**Stated problem**
Reproduce every one of the records below word for word, omitting the pictures.

####################

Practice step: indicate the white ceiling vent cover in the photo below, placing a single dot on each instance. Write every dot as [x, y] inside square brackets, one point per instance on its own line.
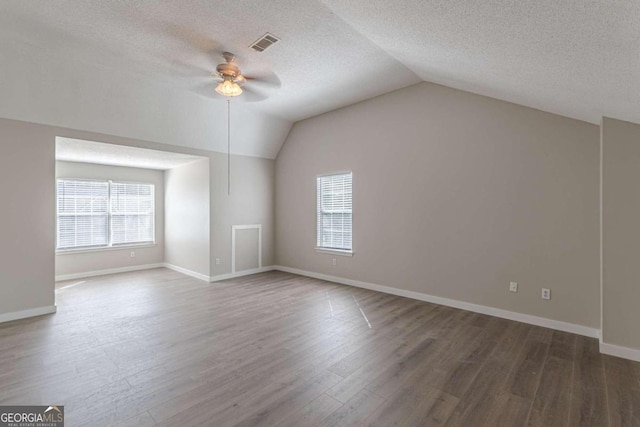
[264, 42]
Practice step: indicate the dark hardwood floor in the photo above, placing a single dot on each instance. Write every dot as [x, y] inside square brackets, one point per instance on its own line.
[159, 348]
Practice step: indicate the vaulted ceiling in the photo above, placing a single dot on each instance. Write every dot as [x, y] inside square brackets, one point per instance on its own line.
[142, 69]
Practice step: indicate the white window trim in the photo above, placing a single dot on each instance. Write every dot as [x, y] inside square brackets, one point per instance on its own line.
[332, 251]
[104, 248]
[111, 246]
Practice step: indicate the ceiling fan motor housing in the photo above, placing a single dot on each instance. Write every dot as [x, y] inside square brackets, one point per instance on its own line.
[230, 70]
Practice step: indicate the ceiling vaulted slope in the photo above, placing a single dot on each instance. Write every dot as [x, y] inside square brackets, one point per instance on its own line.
[576, 58]
[141, 69]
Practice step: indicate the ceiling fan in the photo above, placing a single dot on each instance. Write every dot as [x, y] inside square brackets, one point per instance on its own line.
[233, 83]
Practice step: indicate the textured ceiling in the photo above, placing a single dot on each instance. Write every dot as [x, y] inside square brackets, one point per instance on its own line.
[576, 58]
[76, 150]
[320, 64]
[572, 57]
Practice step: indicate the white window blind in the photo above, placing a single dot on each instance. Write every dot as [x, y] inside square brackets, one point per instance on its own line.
[83, 217]
[93, 214]
[335, 211]
[131, 213]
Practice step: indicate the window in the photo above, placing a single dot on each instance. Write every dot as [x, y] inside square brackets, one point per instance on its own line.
[99, 214]
[335, 212]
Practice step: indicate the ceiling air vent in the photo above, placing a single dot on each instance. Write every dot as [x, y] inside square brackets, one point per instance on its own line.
[264, 42]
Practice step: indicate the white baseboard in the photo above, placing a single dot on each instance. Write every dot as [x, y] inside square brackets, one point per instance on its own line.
[618, 351]
[96, 273]
[187, 272]
[241, 273]
[476, 308]
[23, 314]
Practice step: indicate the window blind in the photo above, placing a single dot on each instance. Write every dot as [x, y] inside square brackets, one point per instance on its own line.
[335, 211]
[131, 213]
[93, 214]
[83, 217]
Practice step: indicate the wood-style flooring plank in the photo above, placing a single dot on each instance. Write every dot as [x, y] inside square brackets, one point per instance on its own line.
[156, 347]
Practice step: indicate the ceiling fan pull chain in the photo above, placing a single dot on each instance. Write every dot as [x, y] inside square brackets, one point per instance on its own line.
[228, 146]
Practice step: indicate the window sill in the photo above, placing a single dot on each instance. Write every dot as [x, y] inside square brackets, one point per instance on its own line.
[103, 249]
[334, 251]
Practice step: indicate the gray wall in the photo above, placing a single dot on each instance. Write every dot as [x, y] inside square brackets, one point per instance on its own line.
[251, 202]
[455, 195]
[80, 262]
[187, 217]
[621, 233]
[27, 177]
[27, 247]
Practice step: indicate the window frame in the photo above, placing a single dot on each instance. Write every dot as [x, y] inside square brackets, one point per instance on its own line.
[110, 246]
[327, 250]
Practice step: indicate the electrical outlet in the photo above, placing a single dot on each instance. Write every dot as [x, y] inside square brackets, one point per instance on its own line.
[546, 293]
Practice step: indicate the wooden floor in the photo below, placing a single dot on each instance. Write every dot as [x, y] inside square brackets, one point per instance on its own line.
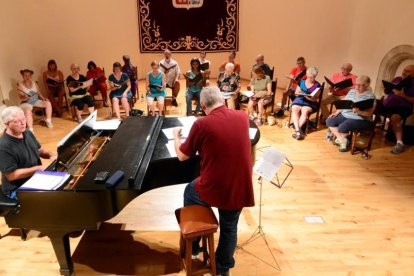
[366, 206]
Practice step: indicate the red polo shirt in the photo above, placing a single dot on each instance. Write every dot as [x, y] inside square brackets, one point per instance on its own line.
[296, 71]
[223, 143]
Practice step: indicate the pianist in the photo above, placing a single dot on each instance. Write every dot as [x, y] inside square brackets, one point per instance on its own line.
[222, 141]
[20, 151]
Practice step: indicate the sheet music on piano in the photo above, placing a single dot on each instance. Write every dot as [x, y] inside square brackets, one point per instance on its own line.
[44, 180]
[187, 123]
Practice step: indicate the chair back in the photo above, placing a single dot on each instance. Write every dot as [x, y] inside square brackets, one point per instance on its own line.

####################

**Written solution**
Practice step: indicate the white ceiling vent cover in the photo below, placing a single dot on each instance. Write every dot as [x, y] inside square brackets, one point per instance on its own line.
[264, 42]
Practice step: indicate the dark hardwood floor in the photo above, placing a single dot on each instance. Write every dot as [x, y] inside square brackets, one point per instance on its own line.
[159, 348]
Practice step: indicate the vaulted ceiling in the photo above, placing a single dot on each instance. Write every dot as [x, y] inside square brackets, one point per instance on its own line.
[142, 69]
Practice step: indicate the white window trim in the photo above, placing a single dot on each instance. Write every dot as [x, y] inside square brackets, one point per instance on its own line.
[332, 251]
[104, 248]
[111, 246]
Practice step: indicate the ceiling fan motor housing in the photo above, placing a single dot on each instance. Write every dot as [x, y] inside square brackets, one point per instance on its own line.
[230, 70]
Practice step: indicate the ceiling vaulted slope in the photo above, placing a single dot on each instance. Write every dot as [x, y] inside square brackets, one point per instance on its own line.
[576, 58]
[141, 69]
Practice step: indicate the ceiling fan in the photo above, placing a single dot on each instance. Write every dot as [x, y] inside square brackets, one point per instance on its own line.
[233, 83]
Practice step: indicate the textured ceiling in the photo above, placing a single dot on each instance. Write every dot as [x, y] inside square brackets, one point per instance on its own line.
[576, 58]
[76, 150]
[320, 64]
[572, 57]
Practice step: indicate the white window blind in the photo above, placing a single dot on each instance. Write every dot as [x, y] inside square brackets, one point per instance on its own line.
[83, 217]
[93, 214]
[335, 211]
[131, 213]
Practice step: indicate the window in the photo above, placing a single dot on each instance. Write every dot as [x, y] inside square brackets, one point per instance on its own line.
[99, 214]
[335, 212]
Practice step: indicate the ceiling air vent in the photo above, placing a single dot on each instance. Write every dot as [x, y] inside square brackets, one point per instance on its own line.
[264, 42]
Practice step: indicate the white baseboard in the photo above, placing a single dot on each instance. Write every dot as [x, y] inside square brackets, one point per instance on its own line.
[618, 351]
[96, 273]
[187, 272]
[241, 273]
[476, 308]
[23, 314]
Practice step: indicate the window blind in the photo above, placing a single dot on each instance. Write every dot as [x, y] inside square brackets, one point per instance on its own line.
[335, 211]
[131, 213]
[93, 214]
[83, 217]
Practice step: indicate the wood-style flooring plank in the photo above, placing a single dot on each instance. Write every dot as [x, y] inside square brackets, one point per instance on its own line.
[156, 347]
Practice step: indicate the ceiling fan pull chain in the photo above, placing a single dot on each instance. Write every dot as [x, y] inside square brackets, one point per instance on its own line.
[228, 146]
Practice step: indicate the window sill in the photo above, placing a single dot on each instance. Write every dot as [x, y] inside square brackets, one point per instance on its own line.
[103, 249]
[334, 251]
Practice step: indicate the gray wall in the photo above, placing a single dot on each instance. Write every dot as [x, y] inside square brackets, one point per instance on its own line.
[251, 202]
[455, 195]
[80, 262]
[187, 217]
[621, 233]
[27, 177]
[27, 247]
Practice step: indicate the window frame in the photo above, placing a single dot on each instance. Write every dot as [x, y] inside square brackets, one point per instance on its own line.
[110, 246]
[327, 250]
Practice step: indicate the electrical outlet in the photo above, placing a single dot on each instance. Write every dot as [x, y] inside square brackets, one point per instance on its own line.
[546, 293]
Practice step: indicate the wooden floor in the photo below, placing a single dot on each instance. Write every dot as [x, y] inside square brackets, one point per instance on its own line.
[366, 206]
Practice step: indicate the red polo shirt in the photo above, placing a single dot on each instance. Write every dot as [x, y] inside square brackets, one point per instance on its own line.
[296, 71]
[223, 143]
Practice step: indicate the pianist in the photo above, placing a single dot on each instance. Write every dot as [x, y] inside square brackets, one point per instance on its own line.
[222, 141]
[20, 151]
Practice step: indicate the sheet music on piano in the photo above, placing a single dot on each instance. Write every dot as [x, y] inside square brackets, one point per instance on its own line.
[44, 180]
[187, 123]
Practice step: indicate the chair back in the photo above, placing a single dot on each instance. Write every dot as [x, y] inside square brackets, one point per instance on its own line.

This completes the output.